Чистота кинематографа, его незаменимая сила проявляются не в символической остроте образов (пусть самой смелой), а в том, что эти образы выражают конкретность и неповторимость реального факта.
Думаю, что реальность, которую привлекает художник для доказательства своих идей, должна быть, простите за тавтологию, реальной, то есть понятной человеку, знакомой ему с детства. Чем реальнее — в этом смысле слова — будет фильм, тем убедительней будет автор.
Фильм — это некая вещь в себе, модель жизни, как она представляется человеку. Мне кажется важным заставить зрителя поверить прежде всего в очень простую и потому как раз неочевидную вещь: что кино как инструмент в определенном смысле обладает даже большими возможностями, чем проза. Я имею в виду особые возможности, которыми обладает кино, чтобы наблюдать жизнь, наблюдать се псевдообыденное течение. Именно в этих возможностях, в способности кино глубоко и непредвзято вглядеться в жизнь, состоит, в моем понимании, поэтическая сущность кинематографа.

● **СПИСОК ЗАДАНИЙ**:
• A. Найдите в записях ниже все строки со словом «hand» и перепишите их.
• B. Продолжите приведенный выше текст о кинематографе, начиная сразу после его последнего предложения.

● **ДАННЫЕ ЗАПИСЕЙ**:
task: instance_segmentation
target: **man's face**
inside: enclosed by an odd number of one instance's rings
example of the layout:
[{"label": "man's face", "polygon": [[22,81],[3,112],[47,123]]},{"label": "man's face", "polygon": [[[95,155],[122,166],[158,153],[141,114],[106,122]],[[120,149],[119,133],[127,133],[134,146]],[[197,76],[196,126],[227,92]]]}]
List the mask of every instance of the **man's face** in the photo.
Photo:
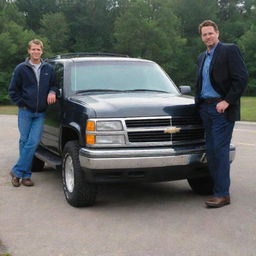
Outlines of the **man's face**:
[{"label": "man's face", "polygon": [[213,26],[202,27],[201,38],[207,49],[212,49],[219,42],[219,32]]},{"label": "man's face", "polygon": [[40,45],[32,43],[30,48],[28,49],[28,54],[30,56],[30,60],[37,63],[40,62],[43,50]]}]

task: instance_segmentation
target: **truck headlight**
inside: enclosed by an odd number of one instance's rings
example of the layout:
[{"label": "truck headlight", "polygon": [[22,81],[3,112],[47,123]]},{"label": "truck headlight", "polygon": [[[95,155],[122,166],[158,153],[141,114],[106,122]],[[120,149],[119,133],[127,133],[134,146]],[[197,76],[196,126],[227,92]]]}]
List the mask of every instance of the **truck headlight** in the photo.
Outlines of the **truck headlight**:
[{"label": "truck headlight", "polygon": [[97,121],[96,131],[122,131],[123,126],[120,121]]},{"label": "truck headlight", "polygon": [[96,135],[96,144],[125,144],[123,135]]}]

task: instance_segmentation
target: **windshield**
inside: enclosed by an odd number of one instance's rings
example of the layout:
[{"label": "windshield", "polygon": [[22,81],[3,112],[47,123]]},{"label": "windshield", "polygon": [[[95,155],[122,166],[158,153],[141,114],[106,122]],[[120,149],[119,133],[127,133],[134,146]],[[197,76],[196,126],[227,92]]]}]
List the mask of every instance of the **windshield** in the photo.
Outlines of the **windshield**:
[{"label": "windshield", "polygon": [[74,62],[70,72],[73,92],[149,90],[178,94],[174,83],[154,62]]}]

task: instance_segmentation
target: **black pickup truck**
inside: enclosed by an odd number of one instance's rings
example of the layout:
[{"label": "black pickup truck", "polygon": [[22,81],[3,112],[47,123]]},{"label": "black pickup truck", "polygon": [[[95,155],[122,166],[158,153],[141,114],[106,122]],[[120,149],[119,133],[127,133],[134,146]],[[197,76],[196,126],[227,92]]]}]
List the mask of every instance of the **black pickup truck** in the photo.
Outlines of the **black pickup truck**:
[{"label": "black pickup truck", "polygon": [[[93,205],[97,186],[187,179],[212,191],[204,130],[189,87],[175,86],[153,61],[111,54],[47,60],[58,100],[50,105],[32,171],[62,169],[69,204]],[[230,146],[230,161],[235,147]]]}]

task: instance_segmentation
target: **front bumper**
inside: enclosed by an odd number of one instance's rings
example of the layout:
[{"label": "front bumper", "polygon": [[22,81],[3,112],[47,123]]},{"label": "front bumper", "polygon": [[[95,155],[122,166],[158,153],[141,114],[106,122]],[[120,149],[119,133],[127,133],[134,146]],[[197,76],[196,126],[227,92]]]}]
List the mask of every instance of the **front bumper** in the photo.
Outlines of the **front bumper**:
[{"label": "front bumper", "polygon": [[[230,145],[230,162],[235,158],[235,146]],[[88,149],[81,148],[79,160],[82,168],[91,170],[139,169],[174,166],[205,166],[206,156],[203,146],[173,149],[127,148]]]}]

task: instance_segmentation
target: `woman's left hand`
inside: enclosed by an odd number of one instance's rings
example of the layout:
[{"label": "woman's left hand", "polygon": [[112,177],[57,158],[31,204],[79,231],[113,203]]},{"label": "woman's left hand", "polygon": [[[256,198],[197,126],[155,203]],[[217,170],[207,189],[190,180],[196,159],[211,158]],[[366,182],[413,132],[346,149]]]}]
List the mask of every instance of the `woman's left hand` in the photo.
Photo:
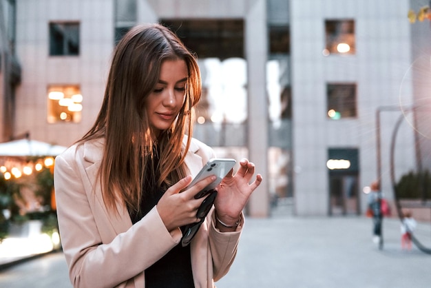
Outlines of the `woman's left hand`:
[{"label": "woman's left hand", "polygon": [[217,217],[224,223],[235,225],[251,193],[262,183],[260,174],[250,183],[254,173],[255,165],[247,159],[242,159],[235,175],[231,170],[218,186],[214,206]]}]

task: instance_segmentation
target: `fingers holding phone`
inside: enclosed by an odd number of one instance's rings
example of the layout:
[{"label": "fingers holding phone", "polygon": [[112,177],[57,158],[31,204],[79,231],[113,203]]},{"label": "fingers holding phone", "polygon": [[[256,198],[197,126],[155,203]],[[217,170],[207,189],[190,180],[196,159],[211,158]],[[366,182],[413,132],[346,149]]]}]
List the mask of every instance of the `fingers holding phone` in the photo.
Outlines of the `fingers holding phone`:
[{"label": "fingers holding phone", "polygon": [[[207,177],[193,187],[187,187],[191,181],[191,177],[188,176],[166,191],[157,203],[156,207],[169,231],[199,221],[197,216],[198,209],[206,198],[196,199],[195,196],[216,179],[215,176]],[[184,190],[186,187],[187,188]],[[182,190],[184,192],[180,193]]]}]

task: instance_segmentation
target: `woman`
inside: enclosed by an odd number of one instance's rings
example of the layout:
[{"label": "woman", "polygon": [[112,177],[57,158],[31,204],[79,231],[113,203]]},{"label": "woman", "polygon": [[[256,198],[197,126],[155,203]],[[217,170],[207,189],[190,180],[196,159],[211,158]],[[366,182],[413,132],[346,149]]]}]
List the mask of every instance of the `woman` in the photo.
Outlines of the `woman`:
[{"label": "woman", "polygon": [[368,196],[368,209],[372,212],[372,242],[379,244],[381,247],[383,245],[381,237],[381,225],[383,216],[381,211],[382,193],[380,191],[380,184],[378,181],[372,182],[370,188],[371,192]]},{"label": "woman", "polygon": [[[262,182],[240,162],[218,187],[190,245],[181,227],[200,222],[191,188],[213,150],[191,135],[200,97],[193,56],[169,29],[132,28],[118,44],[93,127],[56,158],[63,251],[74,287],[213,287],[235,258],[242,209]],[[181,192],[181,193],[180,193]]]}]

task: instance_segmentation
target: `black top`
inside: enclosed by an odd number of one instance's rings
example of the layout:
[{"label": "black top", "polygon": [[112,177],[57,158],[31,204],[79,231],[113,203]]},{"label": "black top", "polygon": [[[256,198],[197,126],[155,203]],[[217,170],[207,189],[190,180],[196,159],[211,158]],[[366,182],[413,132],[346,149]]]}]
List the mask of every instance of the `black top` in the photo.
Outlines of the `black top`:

● **СПИСОК ОТВЕТОВ**:
• A.
target: `woman's left hand`
[{"label": "woman's left hand", "polygon": [[112,177],[57,158],[31,204],[79,231],[113,203]]},{"label": "woman's left hand", "polygon": [[[256,198],[197,126],[155,203]],[[217,170],[207,189],[190,180],[196,159],[211,158]],[[366,182],[413,132],[346,149]]]}]
List the mask of every instance of the `woman's left hand` in the photo.
Outlines of the `woman's left hand`:
[{"label": "woman's left hand", "polygon": [[217,217],[224,223],[235,225],[251,193],[262,183],[260,174],[250,183],[254,173],[255,165],[247,159],[242,159],[235,175],[231,170],[218,186],[214,206]]}]

• B.
Любое творчество связано со стремлением к простоте, к максимально простому способу выражения. Стремиться к простоте — это значит стремиться к глубине воспроизведения жизни. Но это и есть самое мучительное в творчестве — жажда обрести самую простую форму выражения, то есть адекватную искомой истине. Так хочется достигнуть многого малыми средствами, малой кровью. Но, увы, связь обратно пропорциональна: добиться простоты — значит измучиться до последней степени. А к тому же еще надо постоянно опасаться следовать тому или иному кинематографическому стилю. Казалось бы, для художника это все совершенно внешние, сторонние вещи. Но стили, сложившиеся на другой индивидуальной основе мешают свободному профессиональному самовыявлению. Недаром так называемое свободное профессиональное владение формой на самом деле оказывается часто всего лишь разновидностью ремесленничества и, по сути, очень далеко отстоит от истинного творчества.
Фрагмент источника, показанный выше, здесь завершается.